Texte fourni:
------------------------------------------------------------

La journaliste d'investigation Khadija Ismayilova est devenue le visage le plus reconnaissable de la répression contre la liberté de la presse en Azerbaïdjan.
En mars 2011, Khadija Ismayilova publie une déclaration sur son profil Facebook après avoir reçu une lettre de chantage. En voici un extrait : J'ai dit que je n'allais pas arrêter une seule de mes enquêtes et que je ne me tairai pas. Je n'ai pas honte de quoi que ce soit dans ma vie. Je n'ai pas honte de ce que j'ai fait et s'ils pensent qu'ils m'humilient et que ça m'arrêtera, ils ont tort.
La journaliste d’investigation Khadija Ismayilova est devenue le symbole de la répression aïgue dont est victime la liberté de la presse en Azerbaïdjan. Victime de plusieurs années d’intimidation et d’humiliation orchestrées par les médias gouvernementaux, elle a été condamnée en september 2015 à 7,5 annnées de prison pour des accusations motivées par des considérations politiques.
Khadija Ismayilova a débuté sa carrière comme interprète pour un journal de Baku avant de devenir reporter. Comme elle l’a déclaré à l’International Women’s Media Federation qui lui a décerné le Prix d’Excellence pour le Courage dans le Journalisme en 2012, elle se satisfaisait d’être une journaliste classique jusqu’en 2005 quand le meurtre d’Elmar Huseynov, éminent journaliste d’investigation, la choque et la décide à réagir. “La première chose à laquelle j’ai pensée quand j’ai entendu qu’il avait était assassiné fut : ‘C’est aussi ma responsabilité. C’est aussi de ma faute parce qu’il travaillait seul’… Nous faisions tous un journalisme facile et il faisait les infiltrations… seul.” A partir de cet instant, Ismayilova reprend le journalisme d’investigation. Son courage lui vaut intimidation, campagne d’humiliation dans les médias et finalement, en décembre 2014, la mène en prison.
C’est son enquête approfondie sur les pratiques commerciales et la corruption qui ont attiré l’attention sur Khadija Ismayilova. En tant que directrice du bureau de Baku d’Azadliq, le service azerbaïdjanais de Radio Free Europe/Radio Liberty, et travaillant avec l’OCCRP (Organised Crime and Corruption Reporting Project), elle met à jour la corruption des officiels, en particulier le népotisme au sein des plus hautes instances de la direction de l’Azerbaïdjan. Ses révélations sont concentrées sur la femme et la fille du Président Ilham Aliyev qui, comme le montre ses recherches, ont bénéficié d’un contrat pour construire le Crystal Hall où le concours Eurovision de la chanson s’est tenu en 2012. L’accès aux revenus d’une mine d’or, une banque nouvellement privatisée et une compagnie aérienne, ainsi que la plus grande société de téléphonie d’Azerbaïdjan font aussi partie des butins dont a profité la famille d’Aliyev révélés par Ismayilova.

------------------------------------------------------------

Données fournies:

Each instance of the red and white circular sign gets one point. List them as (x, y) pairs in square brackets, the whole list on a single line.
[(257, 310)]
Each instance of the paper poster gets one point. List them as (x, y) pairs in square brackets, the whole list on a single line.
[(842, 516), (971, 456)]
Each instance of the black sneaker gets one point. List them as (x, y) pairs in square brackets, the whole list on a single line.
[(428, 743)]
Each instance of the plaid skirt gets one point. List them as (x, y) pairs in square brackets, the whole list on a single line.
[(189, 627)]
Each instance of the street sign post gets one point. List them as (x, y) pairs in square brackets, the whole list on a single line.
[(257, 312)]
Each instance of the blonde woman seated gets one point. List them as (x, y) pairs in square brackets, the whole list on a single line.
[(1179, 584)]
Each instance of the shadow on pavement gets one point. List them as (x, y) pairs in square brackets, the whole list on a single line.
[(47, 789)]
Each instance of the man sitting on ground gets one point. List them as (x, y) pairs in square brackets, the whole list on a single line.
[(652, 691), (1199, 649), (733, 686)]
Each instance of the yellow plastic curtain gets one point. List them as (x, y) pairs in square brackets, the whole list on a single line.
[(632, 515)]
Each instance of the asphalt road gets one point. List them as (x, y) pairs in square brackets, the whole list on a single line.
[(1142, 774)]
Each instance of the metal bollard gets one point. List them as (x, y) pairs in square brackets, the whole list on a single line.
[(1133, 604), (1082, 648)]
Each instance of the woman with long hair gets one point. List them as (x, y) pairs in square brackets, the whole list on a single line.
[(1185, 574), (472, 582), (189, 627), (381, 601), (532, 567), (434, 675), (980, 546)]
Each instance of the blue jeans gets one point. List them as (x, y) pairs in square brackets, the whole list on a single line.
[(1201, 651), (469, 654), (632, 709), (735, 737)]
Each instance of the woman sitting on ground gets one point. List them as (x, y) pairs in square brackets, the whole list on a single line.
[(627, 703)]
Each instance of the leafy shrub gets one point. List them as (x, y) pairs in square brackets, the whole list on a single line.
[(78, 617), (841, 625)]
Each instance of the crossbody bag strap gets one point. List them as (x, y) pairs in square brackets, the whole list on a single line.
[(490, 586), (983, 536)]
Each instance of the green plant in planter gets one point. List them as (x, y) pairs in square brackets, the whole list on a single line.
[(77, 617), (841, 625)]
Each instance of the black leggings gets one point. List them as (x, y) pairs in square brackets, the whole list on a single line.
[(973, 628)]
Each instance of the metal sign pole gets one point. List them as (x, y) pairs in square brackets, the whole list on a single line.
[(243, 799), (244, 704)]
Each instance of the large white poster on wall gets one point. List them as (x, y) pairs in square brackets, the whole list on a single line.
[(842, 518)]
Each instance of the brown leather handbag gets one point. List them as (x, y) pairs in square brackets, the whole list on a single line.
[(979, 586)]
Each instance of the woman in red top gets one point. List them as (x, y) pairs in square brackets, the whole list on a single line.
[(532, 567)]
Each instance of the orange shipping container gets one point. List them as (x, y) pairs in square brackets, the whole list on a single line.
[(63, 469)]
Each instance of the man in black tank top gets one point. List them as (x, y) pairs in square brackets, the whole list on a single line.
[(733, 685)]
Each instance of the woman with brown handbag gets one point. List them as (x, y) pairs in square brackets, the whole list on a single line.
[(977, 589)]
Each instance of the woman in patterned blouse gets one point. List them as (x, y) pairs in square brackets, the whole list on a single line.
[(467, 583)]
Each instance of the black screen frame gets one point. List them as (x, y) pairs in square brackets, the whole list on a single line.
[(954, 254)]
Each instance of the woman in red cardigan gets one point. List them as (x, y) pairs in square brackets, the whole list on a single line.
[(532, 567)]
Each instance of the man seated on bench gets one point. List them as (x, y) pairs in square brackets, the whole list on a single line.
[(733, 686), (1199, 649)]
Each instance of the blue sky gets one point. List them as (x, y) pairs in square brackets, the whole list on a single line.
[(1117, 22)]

------------------------------------------------------------

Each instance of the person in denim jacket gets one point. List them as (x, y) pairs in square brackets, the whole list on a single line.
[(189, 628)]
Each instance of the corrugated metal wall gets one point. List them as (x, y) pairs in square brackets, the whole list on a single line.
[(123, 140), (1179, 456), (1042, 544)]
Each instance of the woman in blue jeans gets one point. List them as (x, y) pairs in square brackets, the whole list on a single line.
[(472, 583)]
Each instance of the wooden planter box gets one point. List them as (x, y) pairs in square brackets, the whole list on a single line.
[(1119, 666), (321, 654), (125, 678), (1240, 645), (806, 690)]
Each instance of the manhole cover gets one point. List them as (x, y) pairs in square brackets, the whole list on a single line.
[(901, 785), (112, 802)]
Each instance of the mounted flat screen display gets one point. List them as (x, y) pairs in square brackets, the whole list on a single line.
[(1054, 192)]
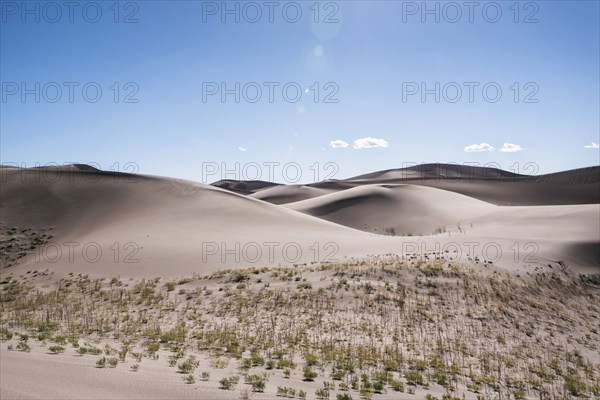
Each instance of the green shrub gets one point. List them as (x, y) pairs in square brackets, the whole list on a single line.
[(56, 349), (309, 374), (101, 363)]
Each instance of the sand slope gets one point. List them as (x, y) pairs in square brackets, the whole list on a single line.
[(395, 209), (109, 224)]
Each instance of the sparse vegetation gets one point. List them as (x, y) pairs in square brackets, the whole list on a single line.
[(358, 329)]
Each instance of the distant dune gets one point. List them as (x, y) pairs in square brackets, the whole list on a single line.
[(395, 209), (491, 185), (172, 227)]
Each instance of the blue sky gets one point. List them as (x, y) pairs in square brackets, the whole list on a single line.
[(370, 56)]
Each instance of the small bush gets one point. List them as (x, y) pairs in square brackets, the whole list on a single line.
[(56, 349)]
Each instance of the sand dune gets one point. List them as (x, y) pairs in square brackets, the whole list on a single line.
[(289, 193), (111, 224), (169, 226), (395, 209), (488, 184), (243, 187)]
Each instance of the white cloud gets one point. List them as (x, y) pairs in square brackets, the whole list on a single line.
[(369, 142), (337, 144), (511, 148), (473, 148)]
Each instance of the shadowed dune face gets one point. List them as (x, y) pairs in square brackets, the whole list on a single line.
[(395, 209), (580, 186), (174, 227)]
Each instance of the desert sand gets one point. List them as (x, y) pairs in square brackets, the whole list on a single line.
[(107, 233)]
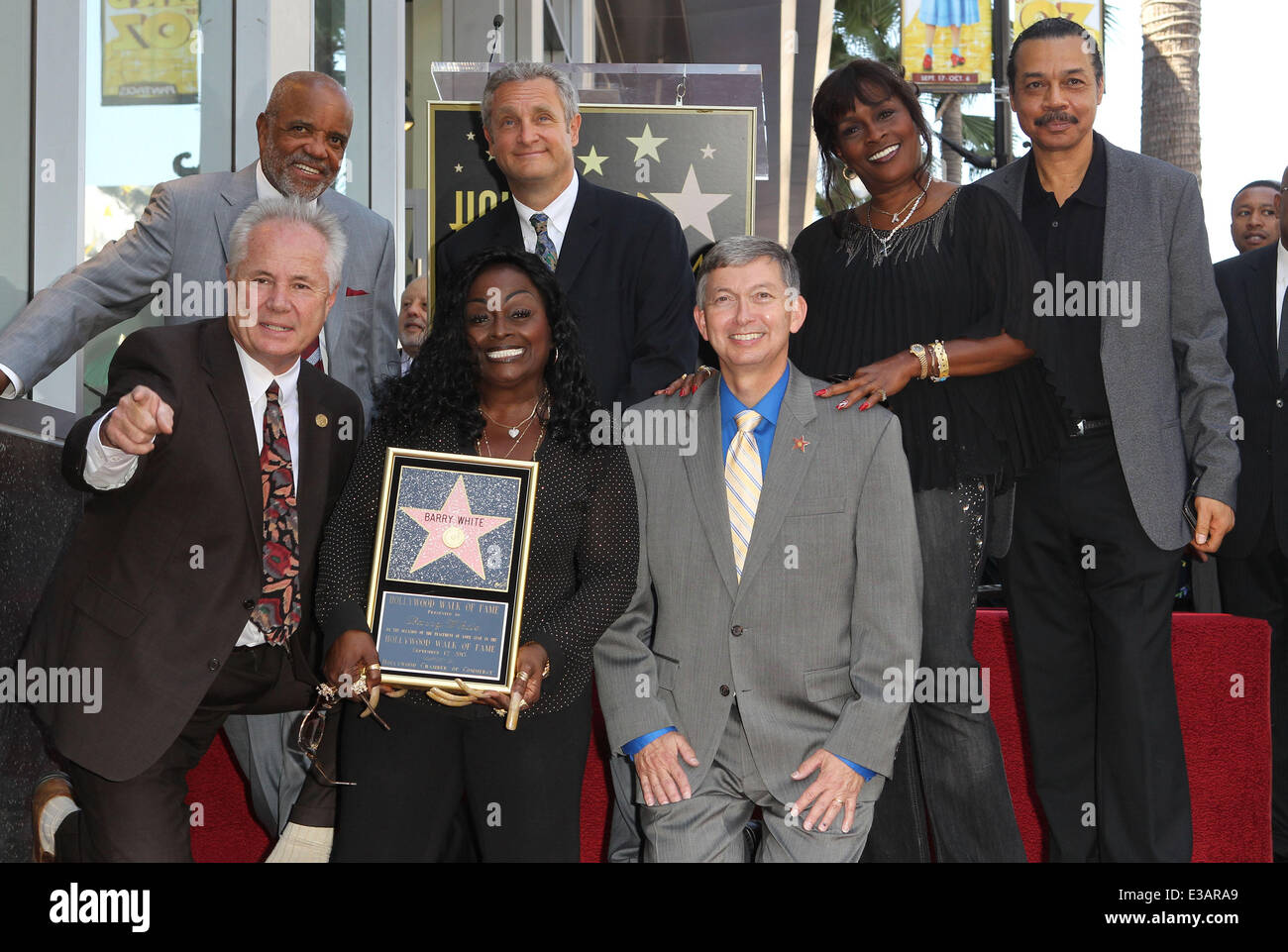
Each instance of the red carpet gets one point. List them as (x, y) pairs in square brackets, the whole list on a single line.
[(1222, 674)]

------------------------------------------------------------

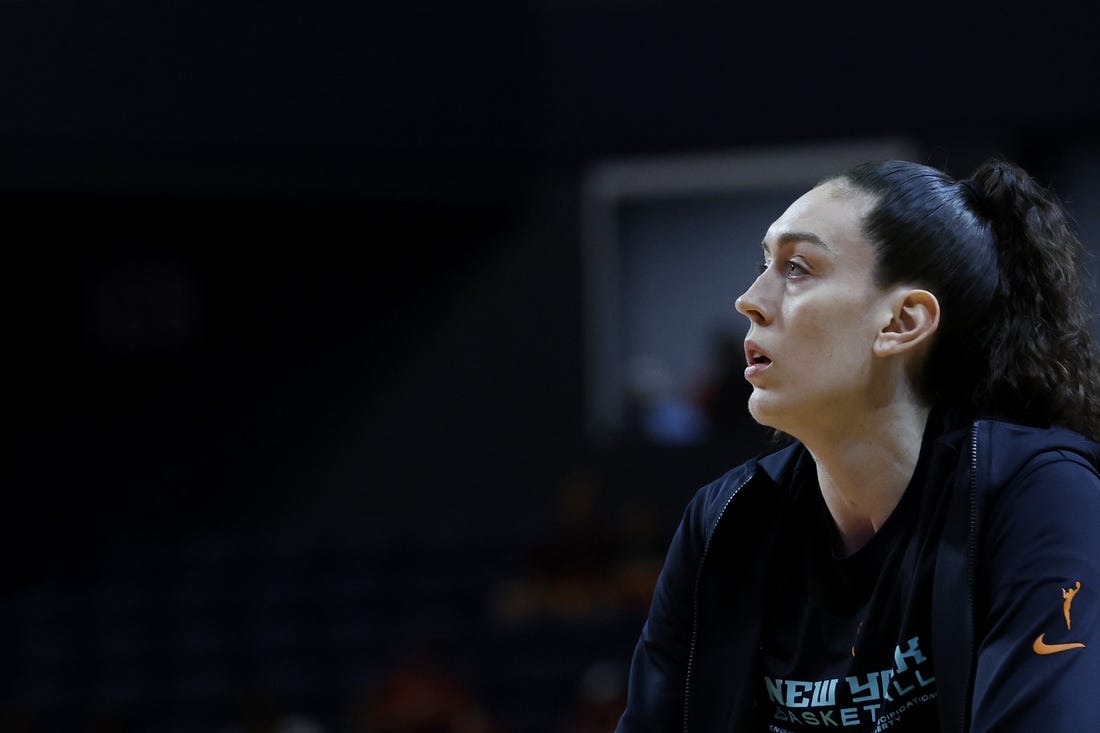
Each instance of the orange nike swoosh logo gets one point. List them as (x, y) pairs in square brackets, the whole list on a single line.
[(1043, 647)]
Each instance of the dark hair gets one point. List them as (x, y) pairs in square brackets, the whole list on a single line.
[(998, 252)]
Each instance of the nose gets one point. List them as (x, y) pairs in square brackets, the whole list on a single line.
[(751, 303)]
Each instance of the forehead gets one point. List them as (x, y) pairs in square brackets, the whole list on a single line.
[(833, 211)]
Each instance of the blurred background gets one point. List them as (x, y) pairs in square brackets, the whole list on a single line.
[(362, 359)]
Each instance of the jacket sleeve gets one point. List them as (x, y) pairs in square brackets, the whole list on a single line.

------------------------------------------------------------

Consignes:
[A] Pour chaque affirmation ci-dessous, précisez par oui ou par non si elle concorde avec le texte sur Khadija Ismayilova. Appuyez chaque réponse sur les mots décisifs du texte, cités à l'identique.
(i) Khadija Ismayilova a commencé sa carrière comme interprète pour un journal de Baku.
(ii) Le Prix d'Excellence pour le Courage dans le Journalisme lui a été décerné en 2015.
(iii) Elle a dirigé le bureau de Baku d'Azadliq.
[B] Reproduisez fidèlement le passage du texte sur Khadija Ismayilova qui va de « La journaliste d’investigation » jusqu'à « des considérations politiques. » inclus.

Résultats par tâche:
[A]
(i) Oui : « Khadija Ismayilova a débuté sa carrière comme interprète pour un journal de Baku »
(ii) Non : « qui lui a décerné le Prix d’Excellence pour le Courage dans le Journalisme en 2012 »
(iii) Oui : « En tant que directrice du bureau de Baku d’Azadliq »

[B]
La journaliste d’investigation Khadija Ismayilova est devenue le symbole de la répression aïgue dont est victime la liberté de la presse en Azerbaïdjan. Victime de plusieurs années d’intimidation et d’humiliation orchestrées par les médias gouvernementaux, elle a été condamnée en september 2015 à 7,5 annnées de prison pour des accusations motivées par des considérations politiques.